--- Conjunto de tarefas ---
1) Segundo a crítica de "Cosmópolis", com que objetivo o personagem milionário sai em sua limusine?
2) Dê prosseguimento à crítica de "Cosmópolis" a partir do ponto em que ela termina.

═════ Fonte

361. Cosmópolis

segunda-feira, 22 de outubro de 2012
Postado por Selton Dutra Zen

 

(Mediano)

A ideia nunca foi tão grandiosa. O tema nunca tão propício. Mas, apesar de tudo, "Cosmópolis" era um dos filmes que mais aguardava este ano. Esta ansiosidade foi conservada por saber que a direção teria o toque do excepcional Cronenberg, que tão bem conseguiu transformar plots absurdas e desmotivadoras em trabalhos interessantes e inteligentes, durante toda sua carreira. Assim, terminei a projeção abismado. O erro mor e chave do filme foi justamente protagonizado por David que, sem muito controle da obra, transformou esta loucura em algo sem sentido, vazio e esquecível ao extremo.

Sua trama gira em torno de um personagem milionário e misterioso que decide sair com sua limusine em um dado dia de sol para conseguir um corte de cabelo. Porém, a cidade parece viver um dia de crise geral, com protestos, engarrafamentos, canos estourados e uma visita presidencial. Assim, durante toda a projeção, empecilhos passam a atingir o protagonista, ao passo que não só a cidade, mas o mundo, entra em colapso. O primeiro erro já é percebido nos primeiros minutos de projeção: a pretensão de Cronenberg. Nunca o cineasta foi tão pretensioso e desnecessário como aqui. A maioria dos diálogos compreendidos até 30 minutos de projeção são o cúmulo da verborragia. Conversas sem fundamento, léxico exageradamente rebuscado e reflexões sobre temas ridículos e dispensáveis. E, levando em conta que praticamente toda a produção transcorre no interior da limusine, apenas com sequências de diálogos, pode-se dizer que ao menos 15 a 20 minutos do primeiro ato poderiam ser facilmente descartados, poupando a paciência do espectador.

══════════
═════ Dados registrados

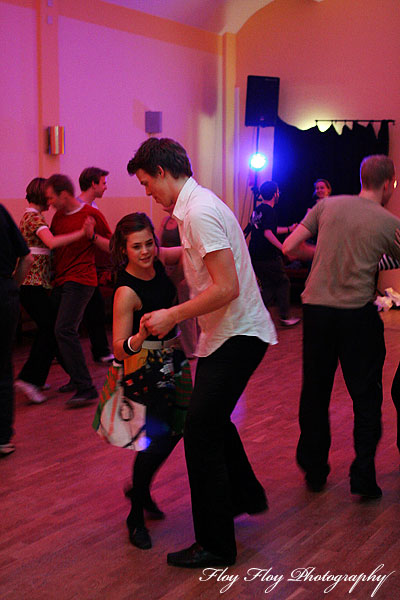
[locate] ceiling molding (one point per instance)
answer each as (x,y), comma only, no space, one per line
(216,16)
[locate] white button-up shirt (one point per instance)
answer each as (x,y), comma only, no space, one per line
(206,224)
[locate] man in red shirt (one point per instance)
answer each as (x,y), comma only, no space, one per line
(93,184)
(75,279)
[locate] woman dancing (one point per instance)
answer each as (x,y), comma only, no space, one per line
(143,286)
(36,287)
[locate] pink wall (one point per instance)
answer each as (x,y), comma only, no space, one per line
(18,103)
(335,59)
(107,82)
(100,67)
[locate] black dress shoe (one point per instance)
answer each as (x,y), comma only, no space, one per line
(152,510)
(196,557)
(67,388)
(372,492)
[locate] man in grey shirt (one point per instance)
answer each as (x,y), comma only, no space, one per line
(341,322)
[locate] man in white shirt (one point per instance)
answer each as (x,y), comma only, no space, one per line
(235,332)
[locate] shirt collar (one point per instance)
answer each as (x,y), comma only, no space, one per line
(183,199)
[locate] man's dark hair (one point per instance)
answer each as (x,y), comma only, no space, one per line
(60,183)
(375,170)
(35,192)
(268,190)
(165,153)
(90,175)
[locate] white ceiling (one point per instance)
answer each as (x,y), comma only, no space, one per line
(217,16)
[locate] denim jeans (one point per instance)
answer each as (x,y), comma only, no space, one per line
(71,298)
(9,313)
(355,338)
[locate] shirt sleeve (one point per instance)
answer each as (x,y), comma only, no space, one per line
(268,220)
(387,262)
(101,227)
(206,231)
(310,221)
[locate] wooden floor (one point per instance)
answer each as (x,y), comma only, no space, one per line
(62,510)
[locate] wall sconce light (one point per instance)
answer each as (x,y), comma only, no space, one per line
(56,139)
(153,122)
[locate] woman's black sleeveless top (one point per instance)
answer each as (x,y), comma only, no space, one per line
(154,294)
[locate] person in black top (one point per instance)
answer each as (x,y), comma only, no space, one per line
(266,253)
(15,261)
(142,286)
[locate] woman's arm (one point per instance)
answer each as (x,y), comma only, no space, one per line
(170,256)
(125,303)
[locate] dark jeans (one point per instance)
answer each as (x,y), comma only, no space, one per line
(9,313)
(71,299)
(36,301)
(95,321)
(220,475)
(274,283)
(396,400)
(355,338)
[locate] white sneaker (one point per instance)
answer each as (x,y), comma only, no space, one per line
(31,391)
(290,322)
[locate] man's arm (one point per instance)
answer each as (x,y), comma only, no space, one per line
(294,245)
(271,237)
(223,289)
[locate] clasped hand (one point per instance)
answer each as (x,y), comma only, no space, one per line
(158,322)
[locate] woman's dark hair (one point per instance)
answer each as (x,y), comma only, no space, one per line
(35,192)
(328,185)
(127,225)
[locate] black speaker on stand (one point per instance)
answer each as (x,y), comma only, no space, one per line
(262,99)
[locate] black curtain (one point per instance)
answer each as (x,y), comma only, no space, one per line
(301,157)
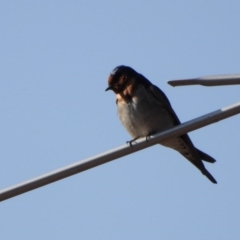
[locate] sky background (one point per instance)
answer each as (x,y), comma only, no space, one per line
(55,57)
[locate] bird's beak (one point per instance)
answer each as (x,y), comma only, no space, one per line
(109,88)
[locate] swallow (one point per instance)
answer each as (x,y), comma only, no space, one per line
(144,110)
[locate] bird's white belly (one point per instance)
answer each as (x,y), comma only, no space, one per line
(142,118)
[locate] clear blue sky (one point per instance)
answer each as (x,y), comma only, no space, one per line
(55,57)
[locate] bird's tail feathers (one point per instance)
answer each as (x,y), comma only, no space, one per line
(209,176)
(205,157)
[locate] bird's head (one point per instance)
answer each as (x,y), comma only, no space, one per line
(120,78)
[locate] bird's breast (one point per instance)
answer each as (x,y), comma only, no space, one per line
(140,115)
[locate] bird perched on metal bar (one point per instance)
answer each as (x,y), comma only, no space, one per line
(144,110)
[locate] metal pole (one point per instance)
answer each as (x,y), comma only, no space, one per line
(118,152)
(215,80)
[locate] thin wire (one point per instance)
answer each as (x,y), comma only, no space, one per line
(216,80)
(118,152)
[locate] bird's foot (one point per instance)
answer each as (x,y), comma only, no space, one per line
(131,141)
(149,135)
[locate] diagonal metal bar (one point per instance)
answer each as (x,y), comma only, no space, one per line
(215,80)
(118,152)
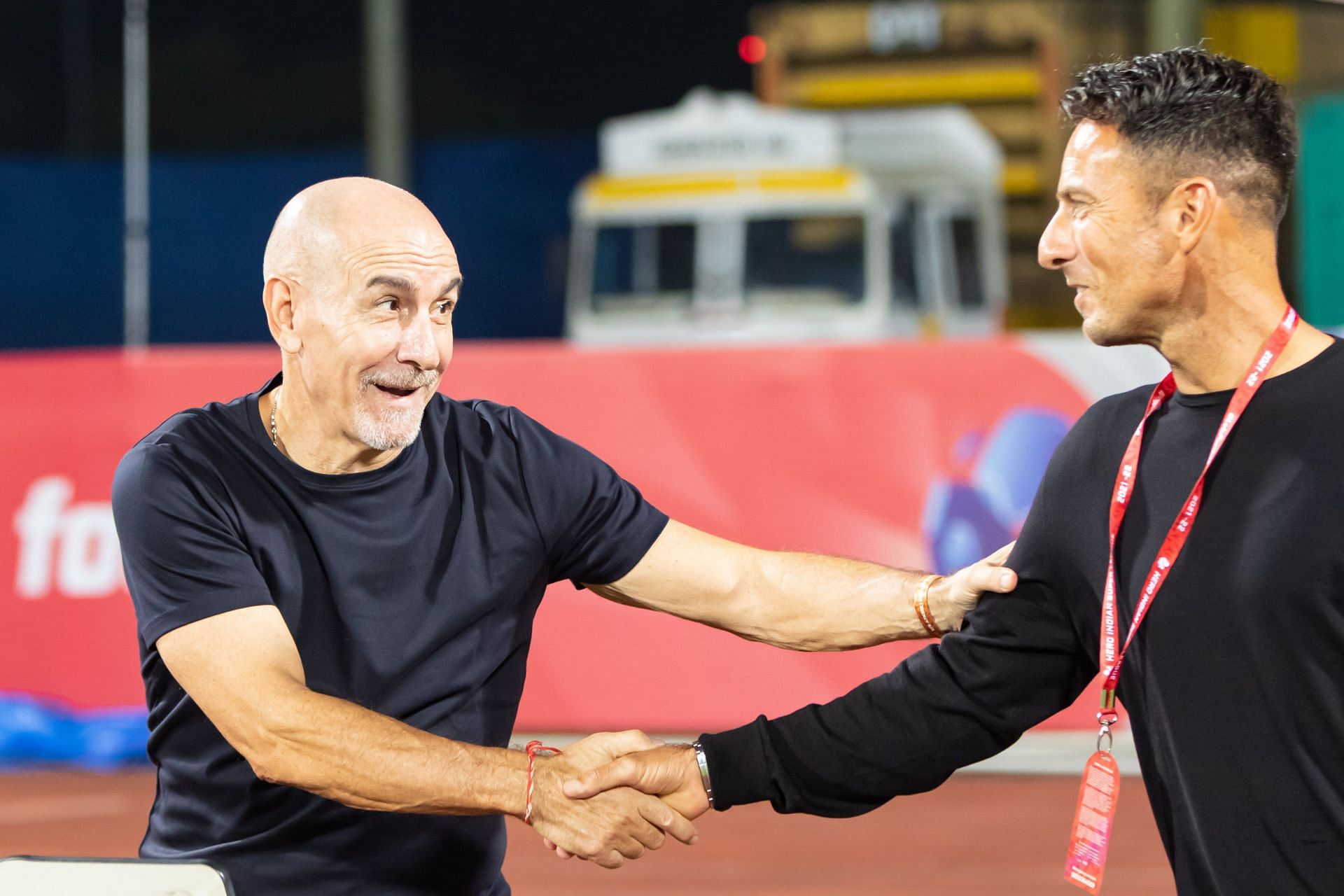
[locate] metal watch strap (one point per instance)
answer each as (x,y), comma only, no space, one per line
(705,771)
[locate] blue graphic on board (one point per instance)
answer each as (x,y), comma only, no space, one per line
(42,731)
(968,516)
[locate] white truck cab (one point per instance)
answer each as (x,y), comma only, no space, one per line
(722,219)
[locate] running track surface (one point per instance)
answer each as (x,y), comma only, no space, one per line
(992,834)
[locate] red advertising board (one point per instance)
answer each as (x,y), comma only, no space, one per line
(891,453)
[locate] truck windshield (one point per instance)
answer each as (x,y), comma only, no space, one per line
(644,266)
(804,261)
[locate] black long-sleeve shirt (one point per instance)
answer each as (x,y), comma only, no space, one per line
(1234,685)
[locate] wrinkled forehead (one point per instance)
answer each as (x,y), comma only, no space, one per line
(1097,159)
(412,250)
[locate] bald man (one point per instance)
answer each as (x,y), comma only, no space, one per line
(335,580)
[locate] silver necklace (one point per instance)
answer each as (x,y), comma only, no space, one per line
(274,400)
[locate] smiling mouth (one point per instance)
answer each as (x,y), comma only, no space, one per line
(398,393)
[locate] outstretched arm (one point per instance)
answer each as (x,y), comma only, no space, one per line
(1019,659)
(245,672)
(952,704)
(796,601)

══════════

--- Respostas do exercício ---
1) Para conseguir um corte de cabelo.

2)
Todavia, embora o roteiro peque vorazmente nas linhas de diálogos, acerta em algo que merece ser tachado como o ponto mais considerável do longa: a exploração do personagem. Apresentado como uma persona misteriosa, Cronenberg, inteligentemente, ao longo da projeção vai dissecando-o e expondo características pertinentes e interessantes sobre ele. Em uma visão macro, o reconhecemos como um ser egocêntrico. E durante todo o filme, o realizador canadense vai reafirmar isso com diversos elementos, destacando-se a própria limusine. Impenetrável e à prova de som, o carro funciona como uma fortaleza ao protagonista. Quando está dentro do veículo, ele se isola do mundo (algo que fica bem evidente quando o blecaute dos vidros é ativado) e o mesmo, de certa forma, gira ao seu redor. Notem como as pessoas com quem o protagonista dialoga o fazem sempre dentro da limusine, em seu templo. Além do mais, através das janelas, vemos sempre o mundo passar pelo personagem enquanto ele, com um semblante impassível, discute assuntos diversos sem parecer se preocupar com o que o cerca. Outro recurso interessante é o modo como o cineasta desdobra a crise que assola o mundo, deixando a cargo do motorista levar as notícias mundiais ao personagem central. Tudo isso cria de forma eficaz a sensação de exclusão e egocentrismo, como se o planeta existisse aos pés do protagonista.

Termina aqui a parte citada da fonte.